Yıllardır Şanlıurfa'da yolcu otobüslerinde İslam'ı tebliğ eden Abdullah Toğun(62) kendi imkânlarıyla öğrendiği hakikatleri başka insanlara ulaştırması gerektiğine inanarak, insanlara tebliği amaçlı vaaz ediyor.

1970’lı yıllarda daha genç yaşındaki iken vaazlarına devam ettiği Şanlıurfa’nın tanınmış âlimlerinden Diyarbakırlı Derviş Hocadan etkilenerek İslami bir hayat yaşamaya başlayan Toğun’un İslam’ı tebliğ etme azmi insanlara örneklik teşkil ediyor.

Daha önceleri şehirlerarası otobüslerinde daha sonra da şehir içi otobüslerde yolculara tebliğ amaçlı vaaz vermeye başladığını belirten Toğun, camide yaptığı temizlik karşılığında kazandığı paranın yarısını günde 5 defa bindiği şehir içi otobüslerine harcıyor. Yaptığı vaazlardan bazı insanlar rahatsız olsa da yolculardan birçoğu onu can kulağıyla dinliyor. Tek amacının insanlara tebliğ yapmak olduğunu belirten Toğun, yaptığı bu işten mutluluk duyduğunu söyledi.

1980 darbesi ve 28 Şubat Post-modern darbesine karşı bir duruş sergileyen Toğun, ömrünün son nefesine kadar hakkı anlatmaya devam edeceğini belirtti.

"Dünya ve ahiret için İslam’dan başka bir şeyin olmadığını anladım"

● **Verilen Kayıtlar**
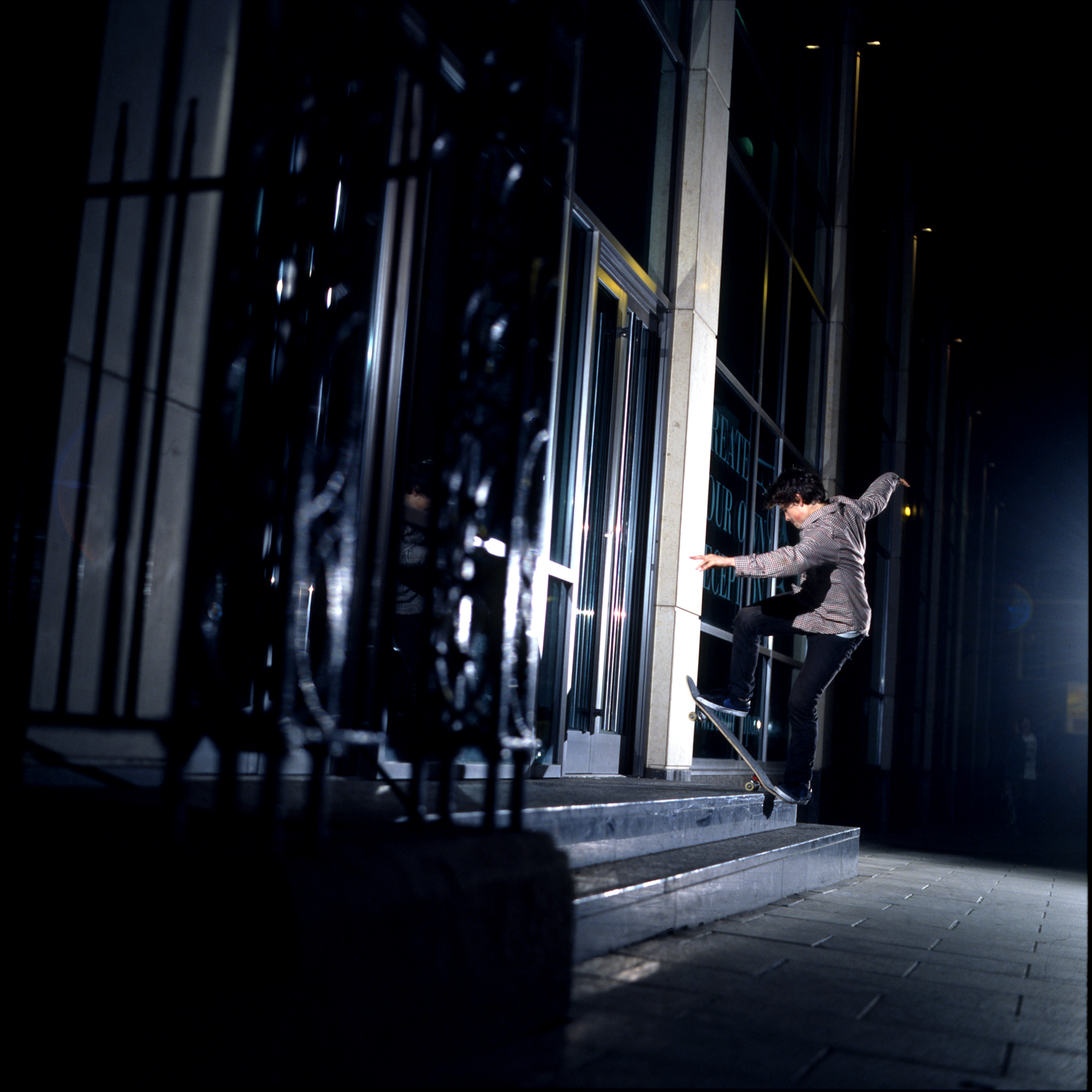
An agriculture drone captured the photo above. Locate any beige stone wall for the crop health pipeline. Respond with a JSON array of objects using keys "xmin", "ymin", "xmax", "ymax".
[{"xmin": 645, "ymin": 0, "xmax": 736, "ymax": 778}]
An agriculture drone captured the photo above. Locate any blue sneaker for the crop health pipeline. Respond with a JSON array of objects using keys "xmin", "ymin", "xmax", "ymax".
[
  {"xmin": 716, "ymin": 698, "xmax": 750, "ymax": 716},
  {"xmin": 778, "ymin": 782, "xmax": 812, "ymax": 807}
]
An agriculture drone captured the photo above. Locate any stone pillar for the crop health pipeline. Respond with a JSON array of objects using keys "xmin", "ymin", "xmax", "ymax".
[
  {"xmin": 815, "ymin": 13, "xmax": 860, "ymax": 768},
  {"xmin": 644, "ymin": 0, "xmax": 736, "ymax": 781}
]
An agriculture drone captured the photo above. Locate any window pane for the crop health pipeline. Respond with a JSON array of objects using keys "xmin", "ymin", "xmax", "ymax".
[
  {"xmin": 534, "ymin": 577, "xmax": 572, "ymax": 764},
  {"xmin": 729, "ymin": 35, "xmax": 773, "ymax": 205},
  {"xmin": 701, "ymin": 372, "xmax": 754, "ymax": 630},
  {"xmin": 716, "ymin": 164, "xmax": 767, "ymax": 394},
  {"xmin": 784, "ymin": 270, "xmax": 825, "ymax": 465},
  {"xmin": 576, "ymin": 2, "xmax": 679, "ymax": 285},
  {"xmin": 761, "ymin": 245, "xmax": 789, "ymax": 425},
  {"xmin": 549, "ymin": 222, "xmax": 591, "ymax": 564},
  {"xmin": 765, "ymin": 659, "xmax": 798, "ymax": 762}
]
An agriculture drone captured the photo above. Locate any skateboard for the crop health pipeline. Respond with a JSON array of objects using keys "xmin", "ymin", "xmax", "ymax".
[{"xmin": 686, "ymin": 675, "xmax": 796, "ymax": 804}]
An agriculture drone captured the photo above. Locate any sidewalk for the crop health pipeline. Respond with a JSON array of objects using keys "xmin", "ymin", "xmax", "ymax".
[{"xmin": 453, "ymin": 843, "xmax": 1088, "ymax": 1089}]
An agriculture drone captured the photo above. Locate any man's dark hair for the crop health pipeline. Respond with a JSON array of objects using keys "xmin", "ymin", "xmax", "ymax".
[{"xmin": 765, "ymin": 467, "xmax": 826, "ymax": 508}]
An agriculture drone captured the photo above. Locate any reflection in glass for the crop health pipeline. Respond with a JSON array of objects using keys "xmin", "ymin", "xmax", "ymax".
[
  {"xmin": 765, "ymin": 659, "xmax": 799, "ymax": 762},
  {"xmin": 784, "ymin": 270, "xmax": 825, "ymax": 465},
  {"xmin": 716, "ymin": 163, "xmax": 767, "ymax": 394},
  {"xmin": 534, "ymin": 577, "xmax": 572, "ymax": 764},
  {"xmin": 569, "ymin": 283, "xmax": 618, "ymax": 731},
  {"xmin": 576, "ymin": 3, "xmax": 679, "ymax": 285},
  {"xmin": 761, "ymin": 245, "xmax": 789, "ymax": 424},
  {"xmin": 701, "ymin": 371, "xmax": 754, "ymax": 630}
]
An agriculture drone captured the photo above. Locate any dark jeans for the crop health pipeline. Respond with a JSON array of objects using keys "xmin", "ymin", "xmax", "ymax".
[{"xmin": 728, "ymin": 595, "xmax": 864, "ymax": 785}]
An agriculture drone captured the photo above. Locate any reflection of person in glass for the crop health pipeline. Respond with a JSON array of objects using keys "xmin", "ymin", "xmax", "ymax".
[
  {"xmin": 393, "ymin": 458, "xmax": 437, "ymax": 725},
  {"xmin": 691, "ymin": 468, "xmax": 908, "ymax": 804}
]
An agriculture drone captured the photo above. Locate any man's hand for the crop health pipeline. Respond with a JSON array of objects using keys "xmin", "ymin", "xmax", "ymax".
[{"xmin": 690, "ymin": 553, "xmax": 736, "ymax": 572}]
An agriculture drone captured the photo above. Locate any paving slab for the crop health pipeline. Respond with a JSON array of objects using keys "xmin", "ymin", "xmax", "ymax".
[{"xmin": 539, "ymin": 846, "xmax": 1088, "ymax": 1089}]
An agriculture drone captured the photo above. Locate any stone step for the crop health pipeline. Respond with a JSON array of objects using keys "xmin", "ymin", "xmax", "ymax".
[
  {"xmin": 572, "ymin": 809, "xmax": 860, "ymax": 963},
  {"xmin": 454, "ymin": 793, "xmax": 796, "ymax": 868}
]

● **Yapılacak İşler**
A: Abdullah Toğun hakkındaki metni iki cümleyle özetle.
B: Abdullah Toğun hakkındaki metnin "1970’lı yıllarda daha" sözleriyle başlayıp "örneklik teşkil ediyor." sözleriyle biten kısmını aynen yinele.

● **Görev Çözümleri**
A: Abdullah Toğun (62), yıllardır Şanlıurfa'da önce şehirlerarası, sonra şehir içi otobüslerde yolculara İslam'ı tebliğ amacıyla vaaz veriyor. 1970'li yıllarda Derviş Hoca'dan etkilenerek İslami bir hayata başlayan Toğun, camide temizlik yaparak kazandığı paranın yarısını bu otobüslere harcıyor ve ömrünün son nefesine kadar hakkı anlatmayı sürdüreceğini söylüyor.

B:
1970’lı yıllarda daha genç yaşındaki iken vaazlarına devam ettiği Şanlıurfa’nın tanınmış âlimlerinden Diyarbakırlı Derviş Hocadan etkilenerek İslami bir hayat yaşamaya başlayan Toğun’un İslam’ı tebliğ etme azmi insanlara örneklik teşkil ediyor.